Dartford tutor Jean Taylor says computers are hindering pupils

15 March 2014
by Julia Roberts
Jean Taylor with reading pupil Lewis Dryden, 6.

Jean Taylor with reading pupil Lewis Dryden, 6.

Private tutor Jean Taylor says she’s never been busier due to failings in the system by successive governments.

The former school teacher started her one-woman business more than 20 years ago after retiring from the classroom.

It has grown from tutoring one child a week to having three other tutors on the books to help with 40 students – and counting – of all ages.

Mrs Taylor said her business, Dartford Tutoring and Counselling Centre based in Shepherds Lane, Dartford, is flourishing because governments have made it difficult for children to get the education they need in school.

The introduction of technology into the classroom has been given a black mark by the married mother-of-two.

“The problem lies with many things but particularly with computers,” said Mrs Taylor. “Because children are using computers all the time for everything they cannot read, write or spell.

“The old way (of learning) was the best way but reading out loud is hardly ever done in classrooms anymore.

“I ask my students to spend five minutes a day reading out loud. It takes a few weeks for them to be convinced but they soon come back to say that their grades are higher.

“It really is the key to everything. If they hear their own voice, especially when reading out their homework, they notice any mistakes and correct them.

“Computers are not allowing children to use their magnificent brains.”

Jean Taylor, front left, then clockwise student Vinnie Cavero, maths teacher Hema Panchal and Lewis Dryden, 6.

Jean Taylor, front left, then clockwise student Vinnie Cavero, maths teacher Hema Panchal and Lewis Dryden, 6.

Mrs Taylor is also critical of the proposed changes to the Kent Test, otherwise known as the 11-plus.

Kent County Council is introducing changes to this year’s test in September, although the details have not been finalised.

Grammar schools are also looking at setting their own tests in an effort to counter the coaching culture and encourage more applications from pupils from different backgrounds.

Many believe the current test favours those who can afford private tuition and those attending fee-paying prep schools.

However, Mrs Taylor said the fact the changes are yet to be decided is only hampering children’s education.

▶ **Questions on the material**
1. Quote the article on tutor Jean Taylor from "Private tutor Jean" up to and including "write or spell.".
2. In the article on tutor Jean Taylor, how long does she ask her students to spend reading out loud each day?

Stored data entries
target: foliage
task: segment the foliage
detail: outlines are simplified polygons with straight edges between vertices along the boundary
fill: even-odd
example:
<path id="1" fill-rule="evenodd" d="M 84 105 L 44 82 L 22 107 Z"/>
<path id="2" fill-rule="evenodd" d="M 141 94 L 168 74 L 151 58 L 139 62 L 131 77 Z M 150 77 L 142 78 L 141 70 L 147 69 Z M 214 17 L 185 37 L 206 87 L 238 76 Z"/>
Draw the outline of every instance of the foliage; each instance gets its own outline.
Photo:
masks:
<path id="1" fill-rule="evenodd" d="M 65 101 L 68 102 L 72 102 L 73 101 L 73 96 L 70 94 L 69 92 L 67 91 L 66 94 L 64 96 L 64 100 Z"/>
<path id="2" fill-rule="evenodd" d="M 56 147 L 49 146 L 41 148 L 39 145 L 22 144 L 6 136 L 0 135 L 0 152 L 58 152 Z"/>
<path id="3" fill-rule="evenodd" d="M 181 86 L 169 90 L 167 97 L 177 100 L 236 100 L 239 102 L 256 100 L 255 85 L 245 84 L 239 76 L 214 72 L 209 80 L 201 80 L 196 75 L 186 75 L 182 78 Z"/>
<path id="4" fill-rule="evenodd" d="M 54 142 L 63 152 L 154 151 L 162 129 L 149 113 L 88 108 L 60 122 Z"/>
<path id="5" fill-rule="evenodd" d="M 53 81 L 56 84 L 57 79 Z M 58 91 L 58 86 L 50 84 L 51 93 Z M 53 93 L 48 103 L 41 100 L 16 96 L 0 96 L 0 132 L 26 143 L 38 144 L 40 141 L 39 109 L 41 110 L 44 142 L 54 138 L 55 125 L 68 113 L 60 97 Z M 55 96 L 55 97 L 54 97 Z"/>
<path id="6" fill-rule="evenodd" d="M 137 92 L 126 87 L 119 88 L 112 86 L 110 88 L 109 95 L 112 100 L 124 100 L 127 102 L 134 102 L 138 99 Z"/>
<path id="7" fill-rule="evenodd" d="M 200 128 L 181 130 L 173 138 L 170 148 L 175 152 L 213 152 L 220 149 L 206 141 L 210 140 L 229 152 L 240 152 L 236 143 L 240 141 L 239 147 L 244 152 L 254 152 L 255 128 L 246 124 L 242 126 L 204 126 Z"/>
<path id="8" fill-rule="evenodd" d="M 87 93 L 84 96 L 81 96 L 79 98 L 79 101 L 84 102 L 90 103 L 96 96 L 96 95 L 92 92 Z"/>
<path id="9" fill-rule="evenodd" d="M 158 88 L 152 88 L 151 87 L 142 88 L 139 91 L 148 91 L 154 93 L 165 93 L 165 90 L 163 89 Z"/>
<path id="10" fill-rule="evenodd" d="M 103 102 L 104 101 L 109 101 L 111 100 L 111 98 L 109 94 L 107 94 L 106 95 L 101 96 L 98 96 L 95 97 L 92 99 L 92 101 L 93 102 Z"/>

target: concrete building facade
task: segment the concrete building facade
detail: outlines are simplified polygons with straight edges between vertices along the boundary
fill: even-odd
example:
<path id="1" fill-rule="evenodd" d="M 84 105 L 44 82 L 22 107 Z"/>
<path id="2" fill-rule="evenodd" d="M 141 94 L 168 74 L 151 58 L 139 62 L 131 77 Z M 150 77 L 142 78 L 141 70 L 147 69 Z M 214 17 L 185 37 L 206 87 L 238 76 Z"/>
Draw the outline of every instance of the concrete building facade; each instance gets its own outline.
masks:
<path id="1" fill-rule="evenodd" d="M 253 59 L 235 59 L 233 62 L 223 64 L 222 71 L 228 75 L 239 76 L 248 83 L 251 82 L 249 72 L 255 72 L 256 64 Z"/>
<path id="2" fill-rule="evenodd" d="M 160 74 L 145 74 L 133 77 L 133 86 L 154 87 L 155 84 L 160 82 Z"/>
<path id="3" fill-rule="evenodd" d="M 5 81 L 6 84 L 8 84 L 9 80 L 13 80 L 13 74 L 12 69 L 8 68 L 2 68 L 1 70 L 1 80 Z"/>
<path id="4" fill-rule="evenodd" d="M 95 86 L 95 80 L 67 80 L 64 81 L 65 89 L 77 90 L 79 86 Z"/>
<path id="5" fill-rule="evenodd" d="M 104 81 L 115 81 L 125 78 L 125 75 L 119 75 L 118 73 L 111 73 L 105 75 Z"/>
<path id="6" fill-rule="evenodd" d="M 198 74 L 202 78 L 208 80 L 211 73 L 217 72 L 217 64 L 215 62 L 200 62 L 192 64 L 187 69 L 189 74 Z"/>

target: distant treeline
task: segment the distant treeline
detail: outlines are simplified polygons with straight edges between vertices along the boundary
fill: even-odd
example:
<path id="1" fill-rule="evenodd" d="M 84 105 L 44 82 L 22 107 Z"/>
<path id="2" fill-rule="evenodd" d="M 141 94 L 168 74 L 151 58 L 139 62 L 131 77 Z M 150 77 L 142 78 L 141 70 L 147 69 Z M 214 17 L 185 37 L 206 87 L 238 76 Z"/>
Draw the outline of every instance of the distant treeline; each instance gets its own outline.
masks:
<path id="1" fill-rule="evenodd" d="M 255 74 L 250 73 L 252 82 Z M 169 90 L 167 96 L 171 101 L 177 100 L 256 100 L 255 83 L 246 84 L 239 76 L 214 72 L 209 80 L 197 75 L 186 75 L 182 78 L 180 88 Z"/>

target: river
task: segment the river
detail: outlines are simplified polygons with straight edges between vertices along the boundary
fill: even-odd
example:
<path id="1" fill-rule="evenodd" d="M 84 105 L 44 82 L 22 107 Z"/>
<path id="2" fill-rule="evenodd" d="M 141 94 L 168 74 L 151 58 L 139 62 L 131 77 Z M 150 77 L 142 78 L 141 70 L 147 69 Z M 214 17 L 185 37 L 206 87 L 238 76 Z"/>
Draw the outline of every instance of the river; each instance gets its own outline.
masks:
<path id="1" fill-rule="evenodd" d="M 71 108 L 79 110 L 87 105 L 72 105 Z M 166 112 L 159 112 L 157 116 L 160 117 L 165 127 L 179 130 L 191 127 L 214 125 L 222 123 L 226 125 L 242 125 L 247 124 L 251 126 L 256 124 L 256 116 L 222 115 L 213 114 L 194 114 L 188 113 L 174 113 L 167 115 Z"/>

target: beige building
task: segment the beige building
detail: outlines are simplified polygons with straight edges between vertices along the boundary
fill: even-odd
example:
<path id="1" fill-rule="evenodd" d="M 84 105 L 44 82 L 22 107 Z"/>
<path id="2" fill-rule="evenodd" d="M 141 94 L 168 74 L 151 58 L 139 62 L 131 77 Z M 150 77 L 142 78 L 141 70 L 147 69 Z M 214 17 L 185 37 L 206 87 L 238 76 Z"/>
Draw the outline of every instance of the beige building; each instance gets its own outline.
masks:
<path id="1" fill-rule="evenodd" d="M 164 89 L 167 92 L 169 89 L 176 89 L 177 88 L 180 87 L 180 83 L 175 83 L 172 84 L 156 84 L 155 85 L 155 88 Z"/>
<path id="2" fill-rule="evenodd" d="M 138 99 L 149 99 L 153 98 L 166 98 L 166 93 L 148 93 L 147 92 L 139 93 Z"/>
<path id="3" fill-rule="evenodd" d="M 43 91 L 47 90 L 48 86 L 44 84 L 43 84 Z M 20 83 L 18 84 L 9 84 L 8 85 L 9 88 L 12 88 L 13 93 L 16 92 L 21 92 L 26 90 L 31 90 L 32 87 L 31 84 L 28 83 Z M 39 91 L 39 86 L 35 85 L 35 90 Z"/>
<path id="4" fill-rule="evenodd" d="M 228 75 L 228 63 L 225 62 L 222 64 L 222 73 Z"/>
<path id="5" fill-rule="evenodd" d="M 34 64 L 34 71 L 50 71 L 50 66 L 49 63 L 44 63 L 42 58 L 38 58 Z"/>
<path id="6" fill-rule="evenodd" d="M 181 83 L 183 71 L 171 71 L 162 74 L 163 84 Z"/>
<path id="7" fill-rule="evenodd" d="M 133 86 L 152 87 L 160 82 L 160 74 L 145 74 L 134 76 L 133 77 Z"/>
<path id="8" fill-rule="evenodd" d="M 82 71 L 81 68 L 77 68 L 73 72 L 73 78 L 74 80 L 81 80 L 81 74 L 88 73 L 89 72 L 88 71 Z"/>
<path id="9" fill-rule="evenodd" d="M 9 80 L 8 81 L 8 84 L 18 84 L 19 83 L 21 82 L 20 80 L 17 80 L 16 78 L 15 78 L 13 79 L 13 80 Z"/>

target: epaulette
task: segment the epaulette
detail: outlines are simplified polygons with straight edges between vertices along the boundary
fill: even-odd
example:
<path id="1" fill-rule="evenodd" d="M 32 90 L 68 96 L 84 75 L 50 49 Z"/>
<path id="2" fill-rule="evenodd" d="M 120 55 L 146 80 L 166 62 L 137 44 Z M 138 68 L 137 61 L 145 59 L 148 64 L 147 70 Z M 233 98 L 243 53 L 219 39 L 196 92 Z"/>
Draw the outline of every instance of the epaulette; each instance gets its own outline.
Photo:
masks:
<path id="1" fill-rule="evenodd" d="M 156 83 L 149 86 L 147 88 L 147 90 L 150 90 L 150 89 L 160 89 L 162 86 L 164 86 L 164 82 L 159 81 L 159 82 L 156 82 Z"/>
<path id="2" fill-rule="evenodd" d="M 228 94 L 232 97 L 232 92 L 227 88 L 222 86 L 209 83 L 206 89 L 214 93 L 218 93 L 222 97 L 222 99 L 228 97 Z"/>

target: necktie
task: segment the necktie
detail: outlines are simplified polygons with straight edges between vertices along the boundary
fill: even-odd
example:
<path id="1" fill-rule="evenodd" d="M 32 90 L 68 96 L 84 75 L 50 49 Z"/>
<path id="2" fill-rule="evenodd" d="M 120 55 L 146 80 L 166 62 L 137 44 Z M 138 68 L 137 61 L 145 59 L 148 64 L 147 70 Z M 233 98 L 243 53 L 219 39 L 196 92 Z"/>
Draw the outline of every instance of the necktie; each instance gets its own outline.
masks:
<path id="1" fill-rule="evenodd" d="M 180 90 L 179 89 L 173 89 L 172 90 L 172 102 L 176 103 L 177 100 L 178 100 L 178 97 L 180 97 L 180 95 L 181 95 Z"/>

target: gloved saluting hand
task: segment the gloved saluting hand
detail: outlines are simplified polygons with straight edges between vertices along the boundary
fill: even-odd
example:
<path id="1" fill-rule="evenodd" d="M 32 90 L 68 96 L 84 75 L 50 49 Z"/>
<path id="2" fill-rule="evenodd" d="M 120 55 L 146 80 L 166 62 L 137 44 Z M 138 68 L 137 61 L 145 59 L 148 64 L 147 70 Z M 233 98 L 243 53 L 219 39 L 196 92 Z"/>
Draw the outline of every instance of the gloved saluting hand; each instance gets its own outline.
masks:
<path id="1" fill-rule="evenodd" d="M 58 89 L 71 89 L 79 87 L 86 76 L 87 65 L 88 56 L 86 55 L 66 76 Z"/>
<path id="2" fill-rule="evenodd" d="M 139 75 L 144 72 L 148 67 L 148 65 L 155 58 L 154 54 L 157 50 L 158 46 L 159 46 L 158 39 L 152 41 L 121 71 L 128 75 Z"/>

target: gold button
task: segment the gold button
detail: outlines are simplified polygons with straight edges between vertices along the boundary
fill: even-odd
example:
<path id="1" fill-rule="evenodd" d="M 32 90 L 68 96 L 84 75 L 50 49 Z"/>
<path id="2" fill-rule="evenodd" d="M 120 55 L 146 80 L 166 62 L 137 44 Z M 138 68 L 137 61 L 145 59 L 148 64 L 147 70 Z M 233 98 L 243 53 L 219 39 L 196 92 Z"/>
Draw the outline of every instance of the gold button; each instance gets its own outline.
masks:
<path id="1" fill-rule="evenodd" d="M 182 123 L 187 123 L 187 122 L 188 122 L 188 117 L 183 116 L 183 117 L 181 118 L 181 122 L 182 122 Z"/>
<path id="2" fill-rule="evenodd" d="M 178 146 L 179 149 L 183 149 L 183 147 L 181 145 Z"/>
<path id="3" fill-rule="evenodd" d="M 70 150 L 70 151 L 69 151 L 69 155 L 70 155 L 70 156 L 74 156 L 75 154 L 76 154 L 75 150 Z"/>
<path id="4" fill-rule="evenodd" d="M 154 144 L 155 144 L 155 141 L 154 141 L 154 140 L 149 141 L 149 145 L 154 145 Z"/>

▶ **Expected responses**
1.
Private tutor Jean Taylor says she’s never been busier due to failings in the system by successive governments.

The former school teacher started her one-woman business more than 20 years ago after retiring from the classroom.

It has grown from tutoring one child a week to having three other tutors on the books to help with 40 students – and counting – of all ages.

Mrs Taylor said her business, Dartford Tutoring and Counselling Centre based in Shepherds Lane, Dartford, is flourishing because governments have made it difficult for children to get the education they need in school.

The introduction of technology into the classroom has been given a black mark by the married mother-of-two.

“The problem lies with many things but particularly with computers,” said Mrs Taylor. “Because children are using computers all the time for everything they cannot read, write or spell.

2. Five minutes a day.